- Objective 1:
According to the backpack review, what is the bag made of inside and out?
- Objective 2:
From the backpack review, copy everything from "The Pioneer Backpack" down to "the carry handle." word for word.

** START Extract to read **

Troubadour, named for traveling minstrels on the move, includes features wanderers will appreciate throughout the bag, from a vented shoe compartment to optional side access for a laptop. How does it all come together? Let’s find out.
The Pioneer Backpack is a backpack, and—short of a top carry handle we use to hang it on a hook—that’s the way to carry it. The sleekly-styled bag is made with recycled polyester inside and out, with vegan leather trim. That trim shows up on 2-inch zipper pulls, along the side panels leading into the water bottle pockets, and on the carry handle.
The fabric, lining, and zippers are water resistant to keep gear dry, and it works. We tested it ourselves, and the inside seems to stay dry even when shot with a hose. It dries quickly from a light shower, as well.
There aren’t any specific external attachment points, although the vegan leather pulls connect to the zippers via a small triangular piece of metal, so we use a carabiner hooked through one of those triangles to attach a hand sanitizer. If you don’t need to hook anything to the bag, no extra loops or straps get in the way of the aesthetics.
The Troubadour name is stamped vertically alongside the front pocket, along the middle of the back panel, and on the left shoulder strap. That may sound like a lot of branding, but the all-caps gray letters are subdued and blend well with the style of the bag.
The London-based company uses YKK zippers, including weather-proof styles for the external zippers, and Duraflex hardware throughout the bag. The Duraflex slides stay put, and we don’t have issues with the YKK zippers, except around corners. We have hopes these will slide more smoothly as time goes on, but after two weeks’ use, they’re still quite stiff.
The harness system is simple and works well. Padded, contoured shoulder straps are flexible and adjust with Duraflex slides along a thin, shiny webbing strap. At the end of that strap is a C-shaped plastic clip that acts as a strap keeper. After adjusting them to your liking, hook the end back onto the strap below the slide to keep the excess from dangling freely. It still leaves a loop, but it certainly looks nicer than just a freely hanging strap.
Troubadour offers a sternum strap that slides along a rail on the shoulder straps but doesn’t include it with the bag. Instead, it’s sold separately for a negligible extra cost. Indeed, for the minimal price tag, we feel Troubadour could have just increased the backpack’s price by a few dollars and thrown it in. Luckily, the harness system is comfortable enough that we don’t miss it—we’re just irked when companies nickel and dime us to death. On to the back panel.
It features the same padding as the shoulder straps, and as with the straps, it feels great when carrying the bag. There are three rectangles of padding on the panel: two vertical rectangles that run along the upper half of the bag, leaving an air channel in the middle, and one horizontal piece of padding along the entire width of the lower third of the back. The horizontal section is also a luggage pass-through, which works well with rolling luggage.

** END Extract to read **
** START Stored data **

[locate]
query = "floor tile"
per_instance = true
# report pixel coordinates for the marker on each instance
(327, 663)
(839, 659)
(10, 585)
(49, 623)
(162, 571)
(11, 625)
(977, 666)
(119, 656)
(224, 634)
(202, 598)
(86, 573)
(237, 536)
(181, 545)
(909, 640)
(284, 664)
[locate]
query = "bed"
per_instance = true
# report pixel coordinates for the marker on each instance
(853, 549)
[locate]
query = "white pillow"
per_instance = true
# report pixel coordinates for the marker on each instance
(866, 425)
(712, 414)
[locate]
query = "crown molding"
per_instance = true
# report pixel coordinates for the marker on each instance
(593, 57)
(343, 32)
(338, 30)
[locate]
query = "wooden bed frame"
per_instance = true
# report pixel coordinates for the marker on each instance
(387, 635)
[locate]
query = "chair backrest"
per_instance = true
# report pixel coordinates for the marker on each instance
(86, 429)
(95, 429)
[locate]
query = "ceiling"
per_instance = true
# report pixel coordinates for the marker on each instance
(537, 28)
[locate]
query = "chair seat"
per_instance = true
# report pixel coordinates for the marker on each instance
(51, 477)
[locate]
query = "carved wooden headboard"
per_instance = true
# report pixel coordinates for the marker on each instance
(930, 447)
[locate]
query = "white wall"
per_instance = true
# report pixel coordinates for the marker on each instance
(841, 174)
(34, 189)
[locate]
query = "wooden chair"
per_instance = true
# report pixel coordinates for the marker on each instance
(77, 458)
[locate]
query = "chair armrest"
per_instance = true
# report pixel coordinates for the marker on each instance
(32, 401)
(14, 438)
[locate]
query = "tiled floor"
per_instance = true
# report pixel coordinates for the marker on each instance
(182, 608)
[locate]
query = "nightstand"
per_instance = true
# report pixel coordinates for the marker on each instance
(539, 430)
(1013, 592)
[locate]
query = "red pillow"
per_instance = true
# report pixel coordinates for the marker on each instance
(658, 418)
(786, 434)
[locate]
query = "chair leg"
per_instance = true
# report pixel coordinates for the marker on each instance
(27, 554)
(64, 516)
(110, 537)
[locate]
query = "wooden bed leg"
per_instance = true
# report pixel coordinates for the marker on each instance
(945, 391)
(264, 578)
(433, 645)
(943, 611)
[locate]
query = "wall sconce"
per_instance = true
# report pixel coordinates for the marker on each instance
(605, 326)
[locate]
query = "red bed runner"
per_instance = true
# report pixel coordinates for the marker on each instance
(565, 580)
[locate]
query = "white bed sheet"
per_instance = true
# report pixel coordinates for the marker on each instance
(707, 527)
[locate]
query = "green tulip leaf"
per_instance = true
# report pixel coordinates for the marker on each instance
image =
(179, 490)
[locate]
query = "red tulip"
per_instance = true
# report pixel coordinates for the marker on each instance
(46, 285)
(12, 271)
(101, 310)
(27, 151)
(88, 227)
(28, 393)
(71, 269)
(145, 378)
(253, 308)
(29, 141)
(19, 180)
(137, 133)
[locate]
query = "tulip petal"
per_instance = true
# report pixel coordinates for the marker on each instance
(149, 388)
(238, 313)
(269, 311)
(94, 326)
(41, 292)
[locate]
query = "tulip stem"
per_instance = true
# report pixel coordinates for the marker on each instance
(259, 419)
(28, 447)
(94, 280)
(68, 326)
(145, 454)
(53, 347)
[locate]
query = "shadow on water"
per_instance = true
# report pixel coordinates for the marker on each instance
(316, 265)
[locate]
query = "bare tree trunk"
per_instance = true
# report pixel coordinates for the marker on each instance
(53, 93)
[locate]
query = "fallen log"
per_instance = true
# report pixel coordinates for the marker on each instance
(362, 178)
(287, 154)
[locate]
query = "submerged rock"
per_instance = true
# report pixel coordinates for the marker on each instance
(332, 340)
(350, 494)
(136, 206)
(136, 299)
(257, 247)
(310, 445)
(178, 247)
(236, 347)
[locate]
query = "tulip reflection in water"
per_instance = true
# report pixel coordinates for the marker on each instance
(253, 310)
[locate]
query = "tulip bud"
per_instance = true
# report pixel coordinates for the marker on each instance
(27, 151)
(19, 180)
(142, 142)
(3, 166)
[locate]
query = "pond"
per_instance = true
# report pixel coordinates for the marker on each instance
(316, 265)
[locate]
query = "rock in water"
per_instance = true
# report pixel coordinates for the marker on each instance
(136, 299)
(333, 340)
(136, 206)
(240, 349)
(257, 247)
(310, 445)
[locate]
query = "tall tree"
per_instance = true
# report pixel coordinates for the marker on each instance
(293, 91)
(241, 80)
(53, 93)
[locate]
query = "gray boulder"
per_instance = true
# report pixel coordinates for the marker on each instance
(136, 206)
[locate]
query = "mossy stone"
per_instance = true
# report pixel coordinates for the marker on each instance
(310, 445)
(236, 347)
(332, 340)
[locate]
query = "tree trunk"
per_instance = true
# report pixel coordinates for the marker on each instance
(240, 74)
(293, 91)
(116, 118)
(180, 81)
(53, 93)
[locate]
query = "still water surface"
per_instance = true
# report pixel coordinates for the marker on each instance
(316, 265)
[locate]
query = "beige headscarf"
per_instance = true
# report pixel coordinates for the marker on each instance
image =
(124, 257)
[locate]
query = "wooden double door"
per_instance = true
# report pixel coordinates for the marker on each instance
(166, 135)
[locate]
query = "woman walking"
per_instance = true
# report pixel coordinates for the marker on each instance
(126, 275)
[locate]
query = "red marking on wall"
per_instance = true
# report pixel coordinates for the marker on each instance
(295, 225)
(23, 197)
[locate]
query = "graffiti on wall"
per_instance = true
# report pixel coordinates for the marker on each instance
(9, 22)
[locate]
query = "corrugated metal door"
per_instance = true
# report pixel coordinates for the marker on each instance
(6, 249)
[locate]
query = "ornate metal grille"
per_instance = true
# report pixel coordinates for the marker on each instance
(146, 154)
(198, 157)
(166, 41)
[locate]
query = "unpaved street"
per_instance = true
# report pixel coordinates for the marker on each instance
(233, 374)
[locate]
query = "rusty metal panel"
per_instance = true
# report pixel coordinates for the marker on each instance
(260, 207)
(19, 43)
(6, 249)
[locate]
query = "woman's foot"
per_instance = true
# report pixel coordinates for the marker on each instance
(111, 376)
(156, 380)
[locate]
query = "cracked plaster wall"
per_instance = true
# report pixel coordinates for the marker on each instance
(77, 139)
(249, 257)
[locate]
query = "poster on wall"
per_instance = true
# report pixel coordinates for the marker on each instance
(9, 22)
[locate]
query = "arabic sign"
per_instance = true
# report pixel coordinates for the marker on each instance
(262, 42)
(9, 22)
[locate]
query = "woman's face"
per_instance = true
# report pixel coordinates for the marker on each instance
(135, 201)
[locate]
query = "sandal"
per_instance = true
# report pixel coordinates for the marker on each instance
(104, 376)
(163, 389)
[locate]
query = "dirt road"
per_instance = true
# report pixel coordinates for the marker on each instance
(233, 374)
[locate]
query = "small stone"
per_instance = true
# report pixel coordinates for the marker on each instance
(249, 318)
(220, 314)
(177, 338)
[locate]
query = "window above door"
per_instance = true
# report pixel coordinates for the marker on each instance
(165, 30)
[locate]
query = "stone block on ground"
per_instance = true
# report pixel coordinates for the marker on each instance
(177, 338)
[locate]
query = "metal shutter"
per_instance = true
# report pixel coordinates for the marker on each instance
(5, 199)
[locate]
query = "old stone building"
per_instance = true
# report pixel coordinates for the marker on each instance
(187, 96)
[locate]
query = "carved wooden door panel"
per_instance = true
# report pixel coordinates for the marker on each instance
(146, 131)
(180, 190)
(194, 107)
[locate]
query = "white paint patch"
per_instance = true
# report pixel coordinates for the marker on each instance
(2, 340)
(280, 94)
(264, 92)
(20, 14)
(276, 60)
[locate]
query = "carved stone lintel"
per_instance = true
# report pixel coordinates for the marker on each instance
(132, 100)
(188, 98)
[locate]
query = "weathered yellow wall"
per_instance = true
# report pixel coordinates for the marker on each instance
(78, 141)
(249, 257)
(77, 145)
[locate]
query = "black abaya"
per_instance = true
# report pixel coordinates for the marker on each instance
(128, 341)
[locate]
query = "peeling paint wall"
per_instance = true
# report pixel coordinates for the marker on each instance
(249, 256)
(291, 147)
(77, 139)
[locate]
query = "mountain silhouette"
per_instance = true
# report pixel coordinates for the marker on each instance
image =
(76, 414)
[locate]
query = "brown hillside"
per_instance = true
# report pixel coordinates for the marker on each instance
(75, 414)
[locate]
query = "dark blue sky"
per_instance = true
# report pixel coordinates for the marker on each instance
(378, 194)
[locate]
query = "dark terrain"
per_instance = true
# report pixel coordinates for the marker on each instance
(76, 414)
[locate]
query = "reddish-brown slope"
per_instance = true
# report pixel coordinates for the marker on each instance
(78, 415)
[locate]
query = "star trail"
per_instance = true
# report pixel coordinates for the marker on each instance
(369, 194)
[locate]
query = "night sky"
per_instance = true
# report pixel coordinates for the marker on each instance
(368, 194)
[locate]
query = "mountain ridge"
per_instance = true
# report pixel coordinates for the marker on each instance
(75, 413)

** END Stored data **

- Full output 1:
Recycled polyester.

- Full output 2:
The Pioneer Backpack is a backpack, and—short of a top carry handle we use to hang it on a hook—that’s the way to carry it. The sleekly-styled bag is made with recycled polyester inside and out, with vegan leather trim. That trim shows up on 2-inch zipper pulls, along the side panels leading into the water bottle pockets, and on the carry handle.